WORK TO COMPLETE: Give back all the records exactly, keeping every line whole.

TASK INPUTS:
:::::

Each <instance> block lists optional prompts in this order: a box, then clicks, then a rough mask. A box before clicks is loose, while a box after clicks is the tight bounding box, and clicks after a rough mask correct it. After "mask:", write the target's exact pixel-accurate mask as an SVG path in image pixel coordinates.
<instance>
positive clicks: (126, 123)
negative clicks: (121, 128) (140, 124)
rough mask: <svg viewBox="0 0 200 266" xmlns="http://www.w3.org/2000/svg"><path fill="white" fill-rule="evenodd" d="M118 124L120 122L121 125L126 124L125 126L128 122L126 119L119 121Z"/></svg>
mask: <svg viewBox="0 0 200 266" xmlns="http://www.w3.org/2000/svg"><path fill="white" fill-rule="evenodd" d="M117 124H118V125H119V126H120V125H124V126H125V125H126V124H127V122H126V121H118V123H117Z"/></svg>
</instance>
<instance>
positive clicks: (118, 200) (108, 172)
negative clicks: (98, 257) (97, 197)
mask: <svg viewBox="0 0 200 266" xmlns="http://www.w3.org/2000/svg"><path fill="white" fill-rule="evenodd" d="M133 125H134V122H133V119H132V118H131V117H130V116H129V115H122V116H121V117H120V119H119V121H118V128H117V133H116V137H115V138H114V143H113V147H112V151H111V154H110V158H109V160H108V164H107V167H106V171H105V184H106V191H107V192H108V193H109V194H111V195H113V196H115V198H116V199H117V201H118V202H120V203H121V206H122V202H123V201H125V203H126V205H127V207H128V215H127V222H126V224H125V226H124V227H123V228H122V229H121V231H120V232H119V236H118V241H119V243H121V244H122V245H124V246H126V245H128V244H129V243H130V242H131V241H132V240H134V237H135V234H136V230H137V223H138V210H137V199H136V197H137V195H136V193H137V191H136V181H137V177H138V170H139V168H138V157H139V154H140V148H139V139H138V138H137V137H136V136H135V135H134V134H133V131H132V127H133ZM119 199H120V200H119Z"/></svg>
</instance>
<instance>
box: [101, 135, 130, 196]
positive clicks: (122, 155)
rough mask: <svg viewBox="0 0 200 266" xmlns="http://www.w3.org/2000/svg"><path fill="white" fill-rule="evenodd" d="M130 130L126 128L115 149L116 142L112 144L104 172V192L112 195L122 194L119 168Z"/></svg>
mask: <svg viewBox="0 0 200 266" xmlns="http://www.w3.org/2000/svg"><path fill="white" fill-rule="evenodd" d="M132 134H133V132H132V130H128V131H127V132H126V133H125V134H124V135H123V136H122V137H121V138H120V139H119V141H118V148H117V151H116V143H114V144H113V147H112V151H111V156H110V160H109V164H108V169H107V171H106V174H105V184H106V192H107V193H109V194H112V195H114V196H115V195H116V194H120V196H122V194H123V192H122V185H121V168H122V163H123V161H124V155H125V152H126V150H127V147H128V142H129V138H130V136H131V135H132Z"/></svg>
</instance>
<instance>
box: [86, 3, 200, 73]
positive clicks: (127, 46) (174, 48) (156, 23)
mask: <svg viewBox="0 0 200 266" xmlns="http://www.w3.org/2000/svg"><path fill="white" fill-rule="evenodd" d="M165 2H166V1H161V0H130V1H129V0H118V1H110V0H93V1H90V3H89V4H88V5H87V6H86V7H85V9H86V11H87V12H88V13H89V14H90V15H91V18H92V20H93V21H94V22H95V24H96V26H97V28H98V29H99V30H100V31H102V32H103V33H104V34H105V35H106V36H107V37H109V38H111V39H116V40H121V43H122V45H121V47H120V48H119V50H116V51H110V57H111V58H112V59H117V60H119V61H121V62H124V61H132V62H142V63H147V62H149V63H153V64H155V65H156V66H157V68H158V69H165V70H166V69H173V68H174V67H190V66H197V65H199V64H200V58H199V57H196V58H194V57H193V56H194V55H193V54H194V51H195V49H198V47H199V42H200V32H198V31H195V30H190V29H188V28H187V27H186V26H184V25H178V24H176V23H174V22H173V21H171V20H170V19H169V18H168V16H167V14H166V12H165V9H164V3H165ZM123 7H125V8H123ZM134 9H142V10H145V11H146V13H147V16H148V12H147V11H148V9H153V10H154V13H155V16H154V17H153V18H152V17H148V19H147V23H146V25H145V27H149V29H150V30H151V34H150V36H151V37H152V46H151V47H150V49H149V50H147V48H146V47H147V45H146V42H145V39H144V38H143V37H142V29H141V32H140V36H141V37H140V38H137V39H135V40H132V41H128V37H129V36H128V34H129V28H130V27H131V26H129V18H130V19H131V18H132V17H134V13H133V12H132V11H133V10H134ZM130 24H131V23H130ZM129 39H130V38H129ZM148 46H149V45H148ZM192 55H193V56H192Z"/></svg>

:::::

ANSWER:
Each <instance> block lists optional prompts in this order: a box, then clicks, then a rough mask. A box before clicks is loose, while a box after clicks is the tight bounding box, and clicks after a rough mask correct it. After "mask:", write the target's exact pixel-accurate mask as an SVG path in image pixel coordinates.
<instance>
positive clicks: (126, 123)
negative clicks: (121, 128) (140, 124)
rough mask: <svg viewBox="0 0 200 266" xmlns="http://www.w3.org/2000/svg"><path fill="white" fill-rule="evenodd" d="M118 124L120 122L121 125L126 124L125 126L128 122L126 119L119 121Z"/></svg>
mask: <svg viewBox="0 0 200 266" xmlns="http://www.w3.org/2000/svg"><path fill="white" fill-rule="evenodd" d="M117 124H118V125H119V126H120V125H124V126H125V125H126V124H127V122H126V121H118V123H117Z"/></svg>
</instance>
<instance>
positive clicks: (118, 200) (108, 172)
negative clicks: (98, 257) (97, 197)
mask: <svg viewBox="0 0 200 266" xmlns="http://www.w3.org/2000/svg"><path fill="white" fill-rule="evenodd" d="M133 125H134V122H133V119H132V118H131V117H130V116H129V115H122V116H121V117H120V119H119V121H118V128H117V133H116V137H115V138H114V143H113V147H112V151H111V154H110V158H109V160H108V164H107V167H106V171H105V184H106V191H107V192H108V193H109V194H111V195H113V196H115V198H116V199H117V201H118V202H120V203H121V206H122V202H123V201H125V203H126V205H127V207H128V215H127V222H126V224H125V226H124V227H123V228H122V229H121V231H120V232H119V236H118V241H119V243H121V244H122V245H124V246H126V245H128V244H129V243H130V242H131V241H132V240H134V237H135V234H136V230H137V223H138V210H137V199H136V197H137V195H136V193H137V191H136V181H137V177H138V170H139V168H138V157H139V154H140V148H139V139H138V138H137V137H136V136H135V135H134V134H133V131H132V127H133ZM119 199H120V200H119Z"/></svg>
</instance>
<instance>
box: [101, 135, 130, 196]
positive clicks: (122, 155)
rough mask: <svg viewBox="0 0 200 266" xmlns="http://www.w3.org/2000/svg"><path fill="white" fill-rule="evenodd" d="M130 130L126 128L115 149L116 142L112 144L104 172V192L112 195L122 194L119 168Z"/></svg>
mask: <svg viewBox="0 0 200 266" xmlns="http://www.w3.org/2000/svg"><path fill="white" fill-rule="evenodd" d="M132 134H133V132H132V130H128V131H127V132H126V133H125V134H124V135H123V136H122V137H121V138H120V139H119V141H118V148H117V151H116V143H114V144H113V147H112V151H111V156H110V160H109V164H108V169H107V171H106V174H105V184H106V192H107V193H109V194H112V195H114V196H115V195H116V194H120V196H122V194H123V192H122V185H121V168H122V163H123V161H124V155H125V152H126V150H127V147H128V142H129V138H130V136H131V135H132Z"/></svg>
</instance>
<instance>
box: [86, 3, 200, 73]
positive clicks: (127, 46) (174, 48) (156, 23)
mask: <svg viewBox="0 0 200 266" xmlns="http://www.w3.org/2000/svg"><path fill="white" fill-rule="evenodd" d="M165 2H166V1H161V0H130V1H129V0H118V1H110V0H93V1H90V3H89V4H88V5H87V6H86V7H85V9H86V11H87V12H88V13H89V14H90V15H91V18H92V20H93V21H94V22H95V24H96V26H97V28H98V29H99V30H100V31H102V32H103V33H104V34H105V35H106V36H107V37H109V38H111V39H116V40H121V43H122V45H121V47H120V48H119V50H116V51H110V57H111V58H112V59H117V60H119V61H121V62H124V61H132V62H142V63H147V62H149V63H153V64H155V65H156V66H157V68H158V69H165V70H166V69H173V68H174V67H190V66H197V65H199V64H200V58H199V57H196V58H194V57H193V56H194V55H193V54H194V51H195V49H198V47H199V42H200V32H198V31H195V30H190V29H188V28H187V27H186V26H184V25H178V24H176V23H174V22H173V21H171V20H170V19H169V18H168V16H167V14H166V12H165V9H164V3H165ZM123 7H125V8H123ZM134 9H142V10H145V11H146V13H147V16H148V12H147V11H148V9H153V10H154V13H155V16H154V17H153V18H152V17H148V19H147V23H146V25H145V27H149V29H150V30H151V34H150V36H151V37H152V46H151V47H150V49H149V50H147V48H146V47H147V45H146V42H145V39H144V38H143V37H142V29H141V32H140V36H141V37H140V38H137V39H135V40H132V41H128V37H129V36H128V34H129V28H130V27H131V26H129V18H130V19H131V18H132V17H134V13H133V12H132V11H133V10H134ZM130 24H131V23H130ZM129 39H130V38H129ZM148 46H149V45H148ZM192 55H193V56H192Z"/></svg>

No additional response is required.